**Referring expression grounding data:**
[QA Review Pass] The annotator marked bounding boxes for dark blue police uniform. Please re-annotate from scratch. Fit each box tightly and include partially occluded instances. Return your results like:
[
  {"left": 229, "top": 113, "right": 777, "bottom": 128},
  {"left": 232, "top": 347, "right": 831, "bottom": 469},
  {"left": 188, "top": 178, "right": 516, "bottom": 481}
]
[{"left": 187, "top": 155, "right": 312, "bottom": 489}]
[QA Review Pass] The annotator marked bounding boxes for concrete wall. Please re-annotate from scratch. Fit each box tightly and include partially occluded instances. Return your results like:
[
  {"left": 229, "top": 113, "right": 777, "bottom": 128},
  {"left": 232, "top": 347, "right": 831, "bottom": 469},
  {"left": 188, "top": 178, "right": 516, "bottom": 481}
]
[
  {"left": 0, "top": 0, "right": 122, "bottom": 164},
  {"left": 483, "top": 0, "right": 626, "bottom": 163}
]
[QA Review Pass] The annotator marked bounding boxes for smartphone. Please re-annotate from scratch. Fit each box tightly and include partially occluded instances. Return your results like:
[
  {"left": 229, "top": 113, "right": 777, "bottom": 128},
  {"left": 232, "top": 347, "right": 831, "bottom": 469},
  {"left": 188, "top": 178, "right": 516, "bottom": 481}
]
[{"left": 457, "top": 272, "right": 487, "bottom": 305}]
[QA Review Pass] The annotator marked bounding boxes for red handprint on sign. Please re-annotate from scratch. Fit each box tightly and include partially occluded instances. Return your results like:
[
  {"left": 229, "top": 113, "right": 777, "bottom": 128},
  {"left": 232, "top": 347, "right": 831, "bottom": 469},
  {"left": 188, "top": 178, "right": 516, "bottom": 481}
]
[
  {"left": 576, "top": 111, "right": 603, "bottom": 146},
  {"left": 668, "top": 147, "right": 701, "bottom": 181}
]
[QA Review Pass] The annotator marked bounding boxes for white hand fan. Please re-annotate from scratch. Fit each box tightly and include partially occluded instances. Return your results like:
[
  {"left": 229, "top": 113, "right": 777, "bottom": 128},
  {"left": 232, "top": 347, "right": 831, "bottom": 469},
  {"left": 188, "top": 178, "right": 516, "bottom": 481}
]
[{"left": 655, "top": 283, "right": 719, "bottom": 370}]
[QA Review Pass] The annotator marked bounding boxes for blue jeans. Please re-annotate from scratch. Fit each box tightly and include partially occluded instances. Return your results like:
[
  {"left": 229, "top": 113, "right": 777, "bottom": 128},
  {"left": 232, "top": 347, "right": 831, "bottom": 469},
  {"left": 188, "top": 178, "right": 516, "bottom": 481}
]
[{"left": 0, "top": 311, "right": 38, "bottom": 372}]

**WHAT YOU SHOULD DO:**
Print each entry above exactly as given.

**EXPECTED ANSWER:**
[QA Review Pass] The annotator marked bounding boxes for dark blue police uniform. Please re-annotate from scratch. Fit each box tightly and include partially occluded instances. Return your results like:
[
  {"left": 229, "top": 113, "right": 777, "bottom": 128},
  {"left": 232, "top": 347, "right": 831, "bottom": 469},
  {"left": 188, "top": 178, "right": 516, "bottom": 481}
]
[{"left": 187, "top": 155, "right": 312, "bottom": 489}]
[QA Review Pass] The annotator marked bounding boxes for concrete wall. Please re-annotate from scratch. Fit each box tightly and include partially occluded instances. Return your results like:
[
  {"left": 229, "top": 113, "right": 777, "bottom": 128},
  {"left": 232, "top": 347, "right": 831, "bottom": 469},
  {"left": 188, "top": 178, "right": 516, "bottom": 481}
]
[
  {"left": 0, "top": 0, "right": 122, "bottom": 164},
  {"left": 483, "top": 0, "right": 626, "bottom": 163}
]
[QA Review Pass] The annotator marked bounding boxes for smartphone. Please re-annotate from scratch. Fit each box tightly and include partially occluded instances. Return your results like:
[
  {"left": 229, "top": 113, "right": 777, "bottom": 128},
  {"left": 232, "top": 347, "right": 831, "bottom": 469},
  {"left": 188, "top": 178, "right": 516, "bottom": 481}
]
[{"left": 457, "top": 272, "right": 487, "bottom": 305}]
[QA Review Pass] The annotator marked bounding boxes for red handprint on sign. Please re-annotate from scratch. Fit each box tightly and include partially occluded instances. Return your results like:
[
  {"left": 229, "top": 113, "right": 777, "bottom": 128},
  {"left": 232, "top": 347, "right": 831, "bottom": 469},
  {"left": 188, "top": 178, "right": 516, "bottom": 481}
]
[
  {"left": 576, "top": 111, "right": 603, "bottom": 146},
  {"left": 668, "top": 147, "right": 701, "bottom": 181}
]
[QA Review Pass] The annotator marked bounding boxes for white hand fan. Please re-annotate from scratch. Fit each box tightly and include partially occluded instances. Return your results like:
[
  {"left": 229, "top": 113, "right": 777, "bottom": 128},
  {"left": 232, "top": 347, "right": 831, "bottom": 469},
  {"left": 188, "top": 178, "right": 516, "bottom": 481}
]
[{"left": 655, "top": 283, "right": 719, "bottom": 370}]
[QA Review Pass] The annotator marked bounding boxes for blue jeans. Please re-annotate from scratch. Fit each box tightly and include partially occluded instances. Return your results like:
[
  {"left": 229, "top": 113, "right": 777, "bottom": 128},
  {"left": 232, "top": 347, "right": 831, "bottom": 469},
  {"left": 188, "top": 178, "right": 516, "bottom": 481}
]
[{"left": 0, "top": 311, "right": 38, "bottom": 372}]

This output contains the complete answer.